━━ Trecho fornecido

Bárbara Matias Kariri estreia na literatura com poesia que resgata memória do povo Kariri
Livro é resultado da trajetória profissional e pessoal da multiartista e busca, por meio da poesia, contar história coletiva do povo Kariri
Atriz, performer, roteirista, pesquisadora e doutora em Artes – são muitas as facetas que constroem a trajetória profissional de Bárbara Matias Kariri. Porém, antes disso tudo, houve a conexão com a palavra.
Multiartista nascida e criada na Aldeia Marrecas, em Quitaiús, Lavras da Mangabeira, Bárbara acompanhou, desde pequena, o contexto de revitalização da memória do povo Kariri na região – incluindo o período de desmonte da comunidade do Marreco em meio à construção do Açude do Rosário, que ocorreu quando tinha apenas seis anos de idade.
Na época, Bárbara viu familiares e amigos serem obrigados a se afastarem de seus entes queridos e tradições e migrarem para o contexto urbano para conseguir sobreviver. A experiência traumática fez com que a luta pelos direitos indígenas integrasse as memórias mais antigas da artista – e foi por meio da escrita que Bárbara encontrou ferramentas para lidar com as dores do passado e projetar sonhos para o futuro.
Após quase duas décadas de escritos acumulados, neste mês, a artista caririense de 31 anos estreia no mercado editorial com “Poesia da Terra”, coletânea de mais de 50 poemas publicada pela editora Feminas. O livro, que conta com ilustrações da artista cearense Indja, foi publicado após ser aprovado em primeiro lugar no Programa de Ação Cultural de São Paulo (ProAC), e será lançado simultaneamente na capital paulista e online no próximo sábado (21).
A obra, no entanto, não simboliza o início de uma carreira, mas a culminância de um percurso artístico de múltiplas habilidades, que começou ainda na infância. Na época, Bárbara já acompanhava diversas manifestações culturais do Cariri, como o reisado, e aprendia tecnologias ancestrais com os parentes, como a cura pelos “remédios do mato” e os festejos tradicionais do povo Kariri.
A minha memória carrega uma memória de uma alegria, uma memória fértil de festejo, de comunidade. Mas ela carrega também esse silenciamento, esse lugar de perder o território.
Em meio aos desafios cotidianos, era nas atividades de teatro da escola que Bárbara canalizava maior energia. Participava de aulas, cursos e tentava aproveitar o fato de viver em um local onde, ainda que as condições financeiras não fossem boas, a cultura era pulsante. Foi ali, na escola, que começou a se apaixonar pela força das palavras – não só escritas, mas transformadas em cenas.

━━━━

§ **Instruções**:
**1.** Reproduza fielmente a parte do texto sobre Bárbara Matias Kariri que começa nas palavras "Bárbara Matias Kariri estreia" e termina depois de "anos de idade.".
**2.** Segundo o texto sobre Bárbara Matias Kariri, qual editora publicou o livro "Poesia da Terra"?
O material não tem nenhum papel nesta atividade.

━━ Dados disponíveis

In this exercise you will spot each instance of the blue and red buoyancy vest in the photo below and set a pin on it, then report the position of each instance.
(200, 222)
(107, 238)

━━━━

§ **Respostas do exercício**:
**1.**
Bárbara Matias Kariri estreia na literatura com poesia que resgata memória do povo Kariri
Livro é resultado da trajetória profissional e pessoal da multiartista e busca, por meio da poesia, contar história coletiva do povo Kariri
Atriz, performer, roteirista, pesquisadora e doutora em Artes – são muitas as facetas que constroem a trajetória profissional de Bárbara Matias Kariri. Porém, antes disso tudo, houve a conexão com a palavra.
Multiartista nascida e criada na Aldeia Marrecas, em Quitaiús, Lavras da Mangabeira, Bárbara acompanhou, desde pequena, o contexto de revitalização da memória do povo Kariri na região – incluindo o período de desmonte da comunidade do Marreco em meio à construção do Açude do Rosário, que ocorreu quando tinha apenas seis anos de idade.

**2.** A editora Feminas.